**Stated problem**
Rewrite the listing, starting at its first line and ending at the line containing "M 191 206 L", with "evenodd" replaced by "nonzero" and everything else unchanged. Leave the pictures out of your answer.
=== Data supplied ===
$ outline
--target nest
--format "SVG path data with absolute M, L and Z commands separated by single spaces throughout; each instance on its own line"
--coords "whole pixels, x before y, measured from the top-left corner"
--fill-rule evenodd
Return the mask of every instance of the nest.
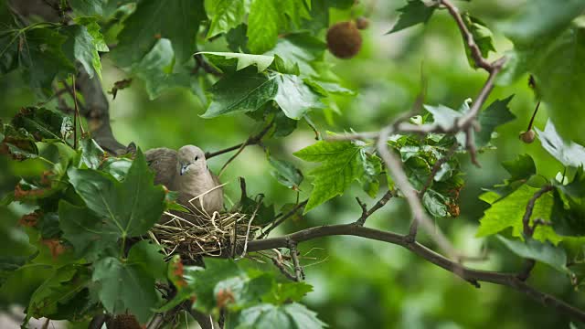
M 191 206 L 201 196 L 190 200 Z M 160 223 L 154 224 L 148 233 L 163 248 L 166 259 L 174 255 L 194 261 L 202 256 L 228 255 L 239 259 L 245 256 L 248 242 L 261 228 L 252 225 L 256 212 L 208 214 L 202 203 L 198 208 L 195 206 L 186 208 L 190 212 L 165 212 Z

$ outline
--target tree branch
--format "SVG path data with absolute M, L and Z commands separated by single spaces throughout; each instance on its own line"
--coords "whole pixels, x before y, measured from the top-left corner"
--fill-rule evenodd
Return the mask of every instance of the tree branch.
M 557 297 L 539 292 L 519 280 L 516 273 L 470 269 L 446 259 L 419 242 L 413 241 L 408 236 L 365 228 L 356 224 L 321 226 L 303 229 L 279 238 L 254 240 L 249 242 L 248 249 L 249 251 L 261 251 L 275 248 L 288 248 L 291 240 L 301 243 L 318 238 L 344 235 L 362 237 L 401 246 L 426 260 L 452 272 L 475 287 L 479 288 L 480 281 L 506 286 L 525 293 L 545 306 L 553 307 L 574 319 L 585 322 L 585 312 Z
M 216 151 L 216 152 L 206 152 L 205 158 L 206 159 L 209 159 L 209 158 L 212 158 L 214 156 L 218 156 L 218 155 L 220 155 L 220 154 L 227 154 L 227 153 L 231 152 L 231 151 L 239 150 L 239 149 L 244 148 L 244 147 L 249 146 L 249 145 L 259 144 L 262 141 L 262 138 L 264 138 L 266 133 L 268 133 L 268 132 L 272 127 L 272 123 L 273 122 L 271 122 L 270 124 L 268 124 L 266 127 L 264 127 L 264 129 L 262 129 L 261 132 L 258 133 L 257 134 L 255 134 L 253 136 L 250 136 L 246 140 L 246 142 L 244 142 L 244 143 L 239 143 L 237 145 L 233 145 L 233 146 L 230 146 L 230 147 L 219 150 L 219 151 Z
M 449 11 L 449 14 L 451 14 L 451 16 L 455 20 L 455 23 L 457 23 L 457 27 L 459 27 L 459 30 L 461 31 L 461 34 L 463 37 L 463 39 L 467 43 L 466 46 L 472 54 L 472 58 L 475 62 L 475 66 L 477 66 L 478 68 L 482 68 L 488 72 L 492 72 L 492 70 L 494 69 L 494 67 L 487 60 L 485 60 L 485 58 L 484 58 L 484 57 L 482 56 L 482 50 L 479 48 L 479 47 L 475 43 L 475 40 L 473 39 L 473 35 L 467 28 L 467 26 L 463 22 L 463 19 L 461 16 L 461 14 L 459 14 L 459 10 L 457 9 L 457 7 L 454 6 L 449 0 L 440 0 L 439 3 L 444 5 L 445 8 L 447 8 L 447 10 Z
M 378 211 L 378 209 L 379 209 L 382 207 L 386 206 L 386 204 L 390 200 L 390 198 L 392 196 L 395 196 L 395 194 L 396 194 L 396 191 L 388 190 L 369 209 L 367 209 L 367 207 L 364 203 L 362 203 L 359 199 L 356 198 L 357 202 L 359 203 L 359 207 L 361 207 L 361 208 L 362 208 L 362 216 L 356 221 L 355 224 L 356 225 L 359 225 L 359 226 L 364 226 L 364 224 L 366 223 L 366 219 L 367 219 L 367 218 L 369 218 L 370 216 L 372 216 L 372 214 L 374 214 L 376 211 Z

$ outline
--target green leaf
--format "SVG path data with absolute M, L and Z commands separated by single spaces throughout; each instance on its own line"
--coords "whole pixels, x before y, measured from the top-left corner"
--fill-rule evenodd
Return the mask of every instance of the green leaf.
M 63 53 L 62 46 L 67 37 L 51 28 L 31 28 L 21 34 L 7 48 L 17 46 L 14 57 L 19 58 L 24 68 L 24 79 L 42 97 L 53 94 L 52 82 L 55 77 L 65 77 L 75 73 L 75 67 Z M 19 44 L 27 47 L 18 47 Z M 9 51 L 11 51 L 9 50 Z M 4 48 L 0 51 L 4 51 Z
M 174 72 L 175 53 L 171 41 L 161 38 L 139 63 L 132 66 L 132 72 L 144 81 L 151 100 L 176 87 L 189 88 L 191 77 L 186 72 Z
M 23 161 L 37 157 L 38 148 L 35 138 L 27 130 L 15 129 L 8 124 L 3 124 L 3 139 L 0 141 L 0 154 L 9 154 L 13 159 Z
M 484 146 L 492 139 L 492 133 L 497 126 L 509 122 L 516 119 L 512 114 L 508 104 L 514 95 L 505 100 L 495 100 L 484 111 L 481 111 L 477 117 L 482 129 L 475 133 L 475 144 Z
M 271 49 L 284 19 L 279 0 L 253 0 L 248 16 L 248 48 L 254 54 Z
M 274 170 L 271 171 L 272 177 L 282 185 L 295 191 L 299 190 L 299 186 L 303 182 L 303 173 L 288 161 L 278 160 L 268 155 L 268 162 Z
M 264 55 L 278 55 L 287 62 L 298 64 L 303 76 L 315 76 L 317 72 L 311 64 L 323 59 L 326 47 L 310 33 L 292 33 L 280 37 L 276 46 Z
M 494 48 L 494 40 L 492 39 L 492 31 L 487 28 L 485 24 L 478 18 L 470 16 L 468 13 L 464 13 L 463 15 L 462 15 L 462 18 L 463 20 L 463 23 L 467 27 L 467 29 L 472 33 L 473 40 L 475 41 L 475 44 L 482 53 L 482 57 L 487 58 L 490 51 L 495 52 L 495 48 Z M 465 53 L 467 54 L 469 65 L 471 65 L 471 67 L 473 69 L 477 68 L 475 65 L 475 61 L 472 58 L 471 50 L 469 49 L 469 47 L 466 46 L 467 40 L 463 39 L 463 44 L 465 45 Z
M 508 61 L 499 83 L 509 84 L 525 73 L 531 73 L 537 97 L 547 106 L 558 133 L 564 138 L 585 143 L 580 125 L 585 120 L 580 111 L 585 102 L 585 80 L 576 73 L 585 69 L 585 27 L 574 25 L 559 35 L 538 37 L 531 44 L 516 44 L 506 57 Z
M 455 120 L 463 114 L 462 111 L 455 111 L 444 105 L 424 105 L 424 109 L 432 114 L 434 122 L 444 130 L 451 129 L 453 126 Z
M 582 188 L 582 186 L 580 186 Z M 557 233 L 567 237 L 585 236 L 585 201 L 554 191 L 552 227 Z
M 203 118 L 256 111 L 274 99 L 278 84 L 274 79 L 258 74 L 255 69 L 242 69 L 239 74 L 222 78 L 209 92 L 213 101 Z
M 212 10 L 210 11 L 213 15 L 208 15 L 211 24 L 207 31 L 207 38 L 221 33 L 227 33 L 244 20 L 244 15 L 246 14 L 244 1 L 217 0 L 209 3 L 212 5 Z
M 302 0 L 253 0 L 248 16 L 248 48 L 255 54 L 271 49 L 280 30 L 287 27 L 289 20 L 299 26 L 301 18 L 308 16 Z
M 81 63 L 90 78 L 93 78 L 95 72 L 101 79 L 101 61 L 98 48 L 103 47 L 103 37 L 101 40 L 96 40 L 86 27 L 79 25 L 65 27 L 61 32 L 68 36 L 67 41 L 63 44 L 63 51 L 68 58 L 71 62 L 77 60 Z M 93 30 L 93 33 L 96 31 Z
M 258 74 L 251 68 L 229 74 L 213 85 L 213 101 L 203 118 L 249 112 L 275 101 L 287 117 L 301 119 L 308 111 L 323 108 L 319 96 L 296 75 Z
M 564 165 L 585 165 L 585 147 L 576 143 L 565 143 L 557 133 L 550 120 L 547 122 L 544 132 L 536 128 L 542 147 Z
M 291 119 L 301 119 L 309 110 L 324 108 L 313 90 L 303 82 L 303 80 L 292 74 L 275 74 L 278 91 L 274 101 L 282 109 L 284 114 Z
M 91 280 L 90 290 L 110 313 L 129 312 L 144 324 L 159 302 L 154 278 L 139 264 L 106 257 L 93 263 Z
M 420 23 L 426 24 L 435 9 L 436 5 L 427 5 L 420 0 L 408 0 L 407 5 L 398 10 L 400 12 L 400 16 L 388 33 L 397 32 Z
M 81 138 L 81 162 L 90 169 L 98 169 L 105 155 L 103 150 L 90 138 Z
M 522 185 L 516 191 L 505 197 L 493 201 L 491 207 L 485 210 L 480 219 L 478 237 L 486 237 L 498 233 L 507 228 L 512 228 L 512 235 L 521 237 L 523 232 L 522 218 L 526 209 L 528 200 L 539 188 Z M 485 198 L 484 199 L 485 200 Z M 553 198 L 551 193 L 545 193 L 535 203 L 530 217 L 530 225 L 536 218 L 549 220 L 552 211 Z M 558 244 L 562 238 L 548 226 L 537 226 L 534 232 L 534 239 L 539 241 L 549 240 Z
M 216 305 L 215 287 L 220 281 L 245 273 L 231 260 L 206 260 L 205 271 L 192 272 L 188 281 L 197 297 L 193 307 L 209 313 Z M 186 278 L 187 280 L 187 278 Z
M 540 242 L 527 238 L 525 241 L 508 239 L 500 235 L 496 236 L 512 252 L 525 258 L 535 260 L 551 266 L 555 270 L 571 274 L 567 268 L 567 254 L 565 249 L 553 246 L 550 242 Z
M 422 196 L 422 205 L 432 217 L 444 218 L 449 216 L 445 197 L 437 191 L 428 189 Z
M 139 62 L 158 39 L 167 38 L 177 62 L 183 63 L 195 53 L 196 36 L 204 18 L 203 0 L 141 1 L 123 21 L 112 57 L 116 64 L 127 68 Z
M 290 302 L 300 302 L 311 292 L 313 292 L 313 286 L 303 281 L 275 283 L 272 287 L 272 293 L 265 295 L 262 301 L 277 305 Z
M 87 298 L 90 276 L 83 267 L 67 265 L 58 269 L 30 296 L 27 320 L 30 317 L 51 319 L 80 319 L 87 310 L 79 297 Z
M 507 182 L 526 181 L 537 175 L 537 165 L 528 154 L 520 154 L 516 160 L 503 161 L 502 166 L 510 174 Z
M 63 239 L 73 245 L 77 258 L 95 260 L 100 255 L 112 254 L 118 249 L 119 234 L 112 231 L 101 218 L 87 207 L 77 207 L 60 200 L 59 226 Z
M 250 55 L 233 52 L 212 52 L 201 51 L 197 54 L 203 54 L 215 66 L 223 70 L 240 70 L 250 66 L 258 68 L 258 73 L 263 72 L 274 61 L 274 56 L 266 55 Z
M 133 0 L 69 0 L 78 16 L 111 16 L 116 9 Z
M 569 183 L 568 183 L 567 185 L 559 184 L 558 187 L 564 194 L 570 197 L 585 197 L 585 171 L 583 170 L 583 167 L 580 166 L 577 169 L 575 176 Z
M 321 329 L 326 326 L 316 313 L 292 302 L 275 306 L 263 303 L 245 309 L 239 314 L 237 328 Z
M 12 120 L 12 125 L 26 129 L 37 141 L 65 140 L 73 132 L 71 118 L 46 108 L 23 108 Z
M 103 230 L 125 239 L 146 234 L 165 208 L 165 191 L 154 186 L 154 175 L 138 151 L 128 175 L 120 183 L 92 169 L 68 171 L 77 193 L 103 223 Z
M 166 279 L 166 263 L 161 247 L 142 240 L 128 252 L 128 264 L 140 266 L 154 279 Z
M 354 180 L 363 179 L 366 164 L 361 151 L 360 146 L 351 142 L 320 141 L 293 154 L 304 161 L 323 163 L 308 174 L 314 177 L 314 187 L 304 207 L 304 214 L 341 196 Z
M 558 34 L 584 10 L 583 0 L 533 0 L 500 25 L 500 29 L 516 45 L 530 44 Z

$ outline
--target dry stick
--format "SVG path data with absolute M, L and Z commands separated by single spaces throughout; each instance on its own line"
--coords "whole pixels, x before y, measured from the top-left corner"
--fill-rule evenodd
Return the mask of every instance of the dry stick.
M 369 208 L 369 210 L 367 209 L 366 204 L 362 203 L 357 197 L 356 197 L 356 199 L 357 199 L 357 203 L 359 203 L 359 207 L 361 207 L 362 208 L 362 216 L 354 224 L 364 226 L 364 224 L 366 223 L 366 219 L 372 216 L 372 214 L 375 213 L 378 209 L 384 207 L 395 195 L 396 192 L 394 190 L 388 190 L 379 200 L 378 200 L 378 202 L 374 206 L 372 206 L 371 208 Z
M 309 202 L 308 199 L 301 202 L 300 204 L 297 204 L 296 206 L 294 206 L 294 207 L 292 207 L 292 209 L 291 209 L 289 212 L 284 214 L 280 219 L 274 220 L 272 222 L 272 224 L 271 225 L 271 227 L 268 228 L 268 229 L 266 229 L 262 234 L 260 235 L 259 239 L 262 239 L 264 237 L 267 237 L 271 233 L 271 231 L 272 229 L 276 228 L 279 225 L 282 224 L 286 219 L 290 218 L 294 214 L 296 214 L 296 212 L 299 211 L 299 209 L 304 207 L 304 206 L 306 206 L 307 202 Z M 277 217 L 277 218 L 278 218 L 278 217 Z
M 303 268 L 301 268 L 301 263 L 299 262 L 299 254 L 296 249 L 296 241 L 289 240 L 288 245 L 289 252 L 291 253 L 291 257 L 292 258 L 292 266 L 294 266 L 294 278 L 298 282 L 304 279 L 304 273 L 303 272 Z
M 542 196 L 545 193 L 548 193 L 552 190 L 552 186 L 546 185 L 542 186 L 538 191 L 537 191 L 530 200 L 528 200 L 528 204 L 526 204 L 526 210 L 524 212 L 524 217 L 522 217 L 522 227 L 524 228 L 524 235 L 526 239 L 532 238 L 534 234 L 534 230 L 536 229 L 536 224 L 533 227 L 530 227 L 530 217 L 532 216 L 532 211 L 534 210 L 534 207 L 537 204 L 537 200 Z M 532 272 L 532 269 L 537 262 L 532 259 L 526 259 L 522 267 L 522 271 L 516 276 L 520 281 L 526 281 L 528 277 L 530 277 L 530 273 Z
M 281 262 L 281 260 L 279 260 L 276 256 L 271 257 L 270 259 L 272 260 L 272 263 L 274 264 L 274 266 L 276 266 L 276 268 L 281 271 L 281 273 L 282 273 L 282 275 L 284 275 L 287 279 L 291 281 L 297 281 L 296 277 L 289 273 L 289 271 L 284 267 L 284 264 L 282 264 L 282 262 Z
M 356 236 L 369 239 L 388 242 L 401 246 L 413 253 L 422 257 L 428 261 L 449 271 L 462 279 L 479 287 L 479 281 L 495 283 L 513 288 L 523 292 L 530 298 L 546 306 L 554 307 L 575 319 L 585 322 L 585 312 L 558 299 L 555 296 L 539 292 L 522 281 L 516 273 L 503 273 L 497 271 L 473 270 L 454 262 L 442 255 L 428 249 L 427 247 L 413 241 L 409 236 L 403 236 L 393 232 L 386 232 L 378 229 L 360 227 L 354 224 L 321 226 L 300 230 L 279 238 L 270 238 L 250 241 L 248 244 L 248 251 L 268 250 L 275 248 L 288 248 L 290 240 L 297 243 L 330 236 Z
M 386 163 L 386 166 L 392 173 L 394 179 L 396 181 L 396 185 L 399 186 L 402 194 L 406 197 L 409 206 L 410 207 L 410 210 L 412 211 L 412 218 L 414 221 L 418 221 L 419 224 L 422 225 L 428 234 L 432 238 L 432 239 L 437 243 L 439 248 L 445 252 L 450 258 L 454 260 L 459 260 L 459 256 L 455 251 L 455 249 L 452 247 L 451 242 L 445 238 L 442 232 L 432 223 L 432 220 L 427 216 L 422 204 L 420 203 L 420 199 L 419 198 L 419 193 L 412 187 L 410 182 L 409 182 L 409 178 L 402 168 L 402 163 L 396 157 L 396 155 L 392 154 L 391 152 L 388 151 L 387 142 L 388 136 L 392 131 L 392 126 L 388 126 L 380 132 L 380 137 L 378 140 L 377 147 L 378 153 Z M 415 237 L 410 235 L 408 236 L 409 239 L 414 240 Z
===
**Answer for the task**
$ outline
--target nest
--format "SVG path data with absolute M, L and Z commands separated by single spaces throughout; each instance on its own line"
--coords "whole pixels, x before y, measured from the top-left corner"
--fill-rule nonzero
Return the mask of every instance of the nest.
M 191 206 L 201 196 L 190 200 Z M 160 223 L 154 224 L 148 233 L 163 248 L 166 259 L 174 255 L 194 261 L 202 256 L 228 255 L 239 259 L 245 256 L 248 242 L 261 228 L 252 225 L 256 212 L 208 214 L 202 203 L 198 208 L 195 206 L 186 208 L 190 212 L 165 212 Z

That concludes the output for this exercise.